ПРИВЕДЁННЫЙ ФРАГМЕНТ.
• • • •

Дмитрий Сегал - Пути и вехи: русское литературоведение в двадцатом веке
«Мы, в сущности, играли в литературе. «Так хорошо написал». И все дело было в том, что «хорошо написал», а что «написал» — до этого никому дела не было. По содержанию литература русская есть такая мерзость, — такая мерзость бесстыдства и наглости, — как ни единая литература. В большом Царстве, с большою силою, при народе трудолюбивом, смышленом, покорном, что она сделала? Она не выучила и не внушила выучить — чтобы этот народ хотя научили гвоздь выковывать, серп исполнить, косу для косьбы сделать («вывозим косы из Австрии», — география). Народ рос совершенно первобытно с Петра Великого, а литература занималась только, «как они любили» и «о чем разговаривали». И все «разговаривали» и только «разговаривали», и только «любили» и еще «любили»»[12].

• • • •

ПЕРЕЧЕНЬ ДАННЫХ.
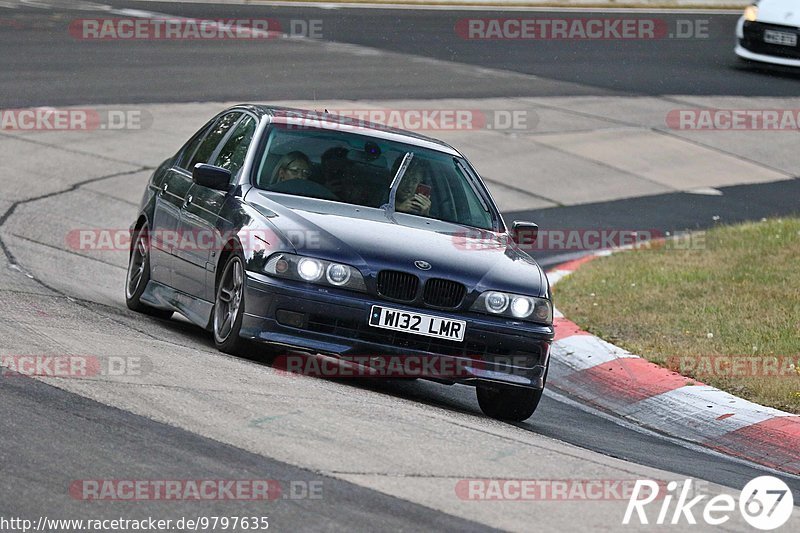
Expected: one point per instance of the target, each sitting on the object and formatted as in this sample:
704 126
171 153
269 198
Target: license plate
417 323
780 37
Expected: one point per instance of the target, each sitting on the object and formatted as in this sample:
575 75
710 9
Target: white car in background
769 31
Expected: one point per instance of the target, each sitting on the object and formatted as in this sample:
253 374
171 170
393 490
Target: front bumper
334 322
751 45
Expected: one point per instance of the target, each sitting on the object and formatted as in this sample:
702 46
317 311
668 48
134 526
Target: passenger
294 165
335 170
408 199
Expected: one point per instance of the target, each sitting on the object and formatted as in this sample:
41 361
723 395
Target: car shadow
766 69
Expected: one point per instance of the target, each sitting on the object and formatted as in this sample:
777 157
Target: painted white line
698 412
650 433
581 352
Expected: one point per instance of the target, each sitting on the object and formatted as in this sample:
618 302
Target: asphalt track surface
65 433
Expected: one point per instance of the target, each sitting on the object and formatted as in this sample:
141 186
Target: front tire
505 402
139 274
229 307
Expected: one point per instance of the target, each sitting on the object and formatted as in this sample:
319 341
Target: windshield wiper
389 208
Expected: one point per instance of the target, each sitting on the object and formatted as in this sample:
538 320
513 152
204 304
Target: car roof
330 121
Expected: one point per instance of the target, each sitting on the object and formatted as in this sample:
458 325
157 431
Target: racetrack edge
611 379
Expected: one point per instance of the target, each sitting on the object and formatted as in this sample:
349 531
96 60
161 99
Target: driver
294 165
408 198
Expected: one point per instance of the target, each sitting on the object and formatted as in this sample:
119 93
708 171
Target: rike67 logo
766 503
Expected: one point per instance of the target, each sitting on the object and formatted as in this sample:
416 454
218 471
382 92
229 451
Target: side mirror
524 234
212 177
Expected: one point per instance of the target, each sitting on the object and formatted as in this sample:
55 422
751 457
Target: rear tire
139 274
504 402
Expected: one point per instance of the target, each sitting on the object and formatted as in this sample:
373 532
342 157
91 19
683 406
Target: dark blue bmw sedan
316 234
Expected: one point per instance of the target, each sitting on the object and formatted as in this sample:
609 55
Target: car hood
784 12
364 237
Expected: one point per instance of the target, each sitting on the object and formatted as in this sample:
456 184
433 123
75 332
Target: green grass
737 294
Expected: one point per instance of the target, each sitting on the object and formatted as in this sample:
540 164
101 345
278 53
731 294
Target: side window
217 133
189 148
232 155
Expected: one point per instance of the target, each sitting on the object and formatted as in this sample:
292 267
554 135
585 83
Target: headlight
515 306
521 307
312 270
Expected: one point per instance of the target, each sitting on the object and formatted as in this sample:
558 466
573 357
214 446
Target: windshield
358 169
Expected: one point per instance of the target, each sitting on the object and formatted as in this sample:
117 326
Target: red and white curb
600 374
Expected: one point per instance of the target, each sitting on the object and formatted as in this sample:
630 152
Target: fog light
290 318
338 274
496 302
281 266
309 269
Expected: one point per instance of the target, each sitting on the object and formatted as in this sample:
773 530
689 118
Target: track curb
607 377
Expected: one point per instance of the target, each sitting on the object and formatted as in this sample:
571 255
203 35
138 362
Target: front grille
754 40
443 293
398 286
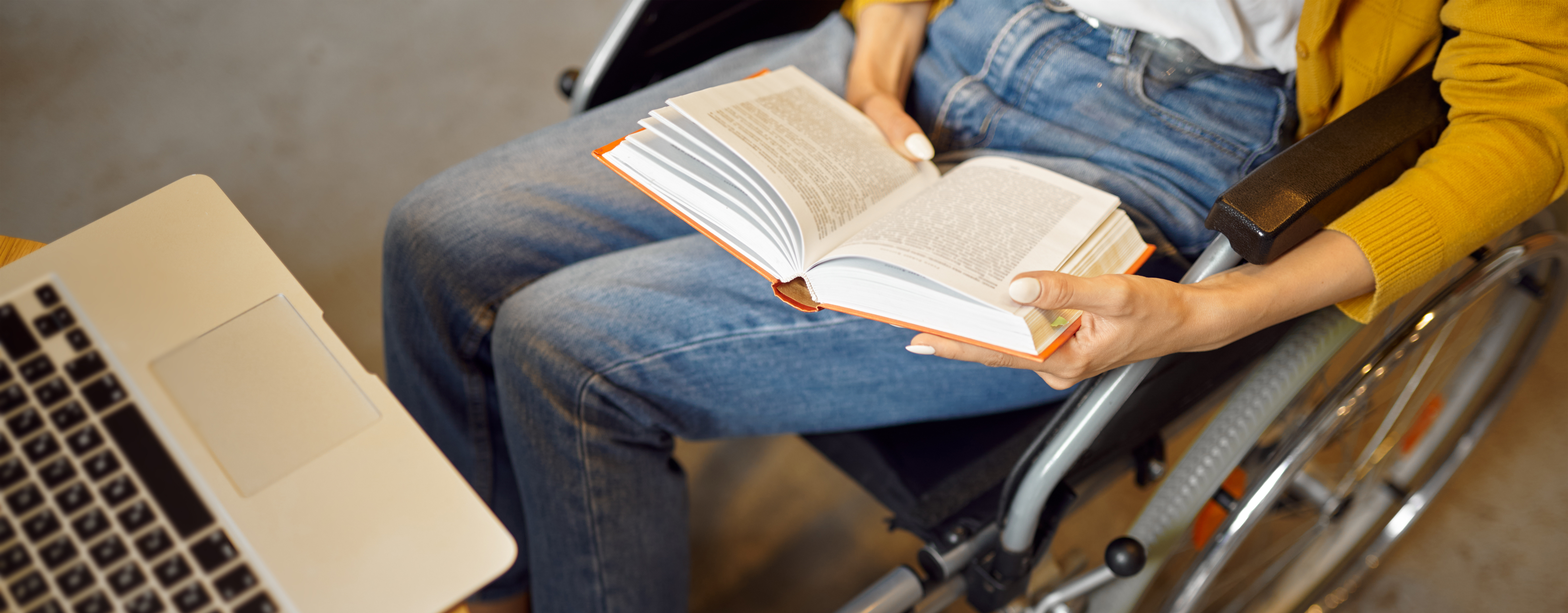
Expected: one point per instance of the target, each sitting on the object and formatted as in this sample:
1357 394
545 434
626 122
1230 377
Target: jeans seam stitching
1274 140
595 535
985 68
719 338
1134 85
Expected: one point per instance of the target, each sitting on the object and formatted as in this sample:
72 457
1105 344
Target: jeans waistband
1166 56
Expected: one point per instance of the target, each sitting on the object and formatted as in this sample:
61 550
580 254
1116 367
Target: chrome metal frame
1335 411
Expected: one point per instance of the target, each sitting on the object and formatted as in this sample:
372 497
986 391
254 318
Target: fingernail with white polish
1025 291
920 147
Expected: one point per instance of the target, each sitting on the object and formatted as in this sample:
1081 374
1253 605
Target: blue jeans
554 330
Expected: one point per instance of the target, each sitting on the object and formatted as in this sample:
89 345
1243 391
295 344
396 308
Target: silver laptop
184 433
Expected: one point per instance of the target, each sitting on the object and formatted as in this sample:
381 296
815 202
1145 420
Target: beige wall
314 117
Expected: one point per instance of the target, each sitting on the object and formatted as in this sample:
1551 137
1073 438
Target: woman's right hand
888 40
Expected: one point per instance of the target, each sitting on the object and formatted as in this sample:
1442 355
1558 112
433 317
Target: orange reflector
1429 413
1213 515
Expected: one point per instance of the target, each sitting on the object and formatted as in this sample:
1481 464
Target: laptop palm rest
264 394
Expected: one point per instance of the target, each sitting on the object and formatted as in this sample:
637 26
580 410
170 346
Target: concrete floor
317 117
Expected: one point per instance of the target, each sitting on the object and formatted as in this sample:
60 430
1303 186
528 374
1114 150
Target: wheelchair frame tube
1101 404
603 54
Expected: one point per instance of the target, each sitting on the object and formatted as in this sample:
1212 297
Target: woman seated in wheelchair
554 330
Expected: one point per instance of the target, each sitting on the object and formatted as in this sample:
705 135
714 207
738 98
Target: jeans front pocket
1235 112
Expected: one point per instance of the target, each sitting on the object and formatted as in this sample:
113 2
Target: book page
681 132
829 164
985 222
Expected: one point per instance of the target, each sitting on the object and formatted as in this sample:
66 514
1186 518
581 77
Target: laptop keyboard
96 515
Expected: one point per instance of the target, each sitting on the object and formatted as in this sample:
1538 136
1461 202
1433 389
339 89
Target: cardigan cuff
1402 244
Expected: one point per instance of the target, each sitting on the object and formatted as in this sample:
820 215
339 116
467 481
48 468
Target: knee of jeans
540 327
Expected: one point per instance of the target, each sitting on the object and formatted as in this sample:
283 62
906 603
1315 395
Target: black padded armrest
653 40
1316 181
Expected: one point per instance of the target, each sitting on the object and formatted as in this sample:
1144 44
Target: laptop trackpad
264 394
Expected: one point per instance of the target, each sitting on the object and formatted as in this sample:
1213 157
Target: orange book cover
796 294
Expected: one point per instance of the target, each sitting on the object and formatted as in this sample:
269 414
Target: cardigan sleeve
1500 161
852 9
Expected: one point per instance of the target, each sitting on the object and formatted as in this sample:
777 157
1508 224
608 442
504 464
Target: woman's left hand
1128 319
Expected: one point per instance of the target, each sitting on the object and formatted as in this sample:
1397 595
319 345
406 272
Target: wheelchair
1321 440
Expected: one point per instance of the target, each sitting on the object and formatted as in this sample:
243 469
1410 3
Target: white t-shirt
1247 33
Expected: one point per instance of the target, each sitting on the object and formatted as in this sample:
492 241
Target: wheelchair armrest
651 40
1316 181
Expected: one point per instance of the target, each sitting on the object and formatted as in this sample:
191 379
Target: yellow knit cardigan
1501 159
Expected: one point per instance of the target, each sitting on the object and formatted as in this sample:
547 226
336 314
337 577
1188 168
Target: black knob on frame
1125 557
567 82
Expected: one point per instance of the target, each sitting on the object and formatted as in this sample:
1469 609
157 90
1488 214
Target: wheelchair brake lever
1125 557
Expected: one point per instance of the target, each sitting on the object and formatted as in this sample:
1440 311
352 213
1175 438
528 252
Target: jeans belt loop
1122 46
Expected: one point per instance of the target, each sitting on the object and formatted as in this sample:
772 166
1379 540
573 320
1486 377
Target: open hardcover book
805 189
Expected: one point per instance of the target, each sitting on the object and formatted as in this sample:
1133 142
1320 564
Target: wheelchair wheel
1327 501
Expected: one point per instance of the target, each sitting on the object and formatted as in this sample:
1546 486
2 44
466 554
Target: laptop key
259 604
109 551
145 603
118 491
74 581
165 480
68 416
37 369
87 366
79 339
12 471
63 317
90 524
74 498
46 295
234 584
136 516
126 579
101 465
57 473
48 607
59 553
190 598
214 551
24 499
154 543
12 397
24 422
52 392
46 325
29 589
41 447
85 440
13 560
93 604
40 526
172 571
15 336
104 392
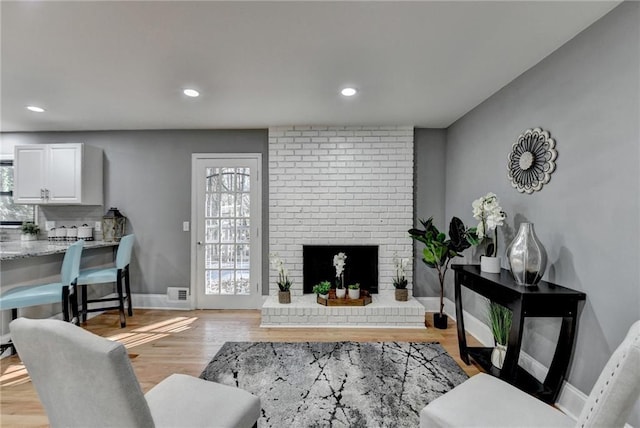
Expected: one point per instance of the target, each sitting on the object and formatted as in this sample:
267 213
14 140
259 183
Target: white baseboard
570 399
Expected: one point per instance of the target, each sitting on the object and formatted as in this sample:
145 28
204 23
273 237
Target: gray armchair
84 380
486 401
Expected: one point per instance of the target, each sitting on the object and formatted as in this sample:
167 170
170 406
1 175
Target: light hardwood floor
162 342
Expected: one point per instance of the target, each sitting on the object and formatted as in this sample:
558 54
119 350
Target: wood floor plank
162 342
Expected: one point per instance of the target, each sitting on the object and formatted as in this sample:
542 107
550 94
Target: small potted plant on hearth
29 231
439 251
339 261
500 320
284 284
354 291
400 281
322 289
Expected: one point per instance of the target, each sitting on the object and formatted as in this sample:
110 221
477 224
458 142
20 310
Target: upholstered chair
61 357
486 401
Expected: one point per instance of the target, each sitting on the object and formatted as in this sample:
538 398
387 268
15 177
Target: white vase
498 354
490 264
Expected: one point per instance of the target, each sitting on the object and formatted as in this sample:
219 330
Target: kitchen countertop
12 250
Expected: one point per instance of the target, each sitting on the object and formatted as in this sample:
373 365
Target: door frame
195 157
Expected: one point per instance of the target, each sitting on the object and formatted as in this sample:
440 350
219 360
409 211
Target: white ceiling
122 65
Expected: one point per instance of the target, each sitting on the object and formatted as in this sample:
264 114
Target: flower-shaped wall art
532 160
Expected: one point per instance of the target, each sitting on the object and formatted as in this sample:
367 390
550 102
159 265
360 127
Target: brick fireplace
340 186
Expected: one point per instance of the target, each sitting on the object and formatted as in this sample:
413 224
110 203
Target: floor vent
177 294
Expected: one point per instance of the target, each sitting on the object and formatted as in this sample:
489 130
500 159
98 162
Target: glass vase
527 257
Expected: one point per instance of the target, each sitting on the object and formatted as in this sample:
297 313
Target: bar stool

• • • •

ФОРМУЛИРОВКА ЗАДАНИЯ.
Повторите приведённый фрагмент полностью, слово в слово. Материал здесь никакой роли не играет.

РЕШЕНИЕ ЗАДАНИЯ.
Дмитрий Сегал - Пути и вехи: русское литературоведение в двадцатом веке
«Мы, в сущности, играли в литературе. «Так хорошо написал». И все дело было в том, что «хорошо написал», а что «написал» — до этого никому дела не было. По содержанию литература русская есть такая мерзость, — такая мерзость бесстыдства и наглости, — как ни единая литература. В большом Царстве, с большою силою, при народе трудолюбивом, смышленом, покорном, что она сделала? Она не выучила и не внушила выучить — чтобы этот народ хотя научили гвоздь выковывать, серп исполнить, косу для косьбы сделать («вывозим косы из Австрии», — география). Народ рос совершенно первобытно с Петра Великого, а литература занималась только, «как они любили» и «о чем разговаривали». И все «разговаривали» и только «разговаривали», и только «любили» и еще «любили»»[12].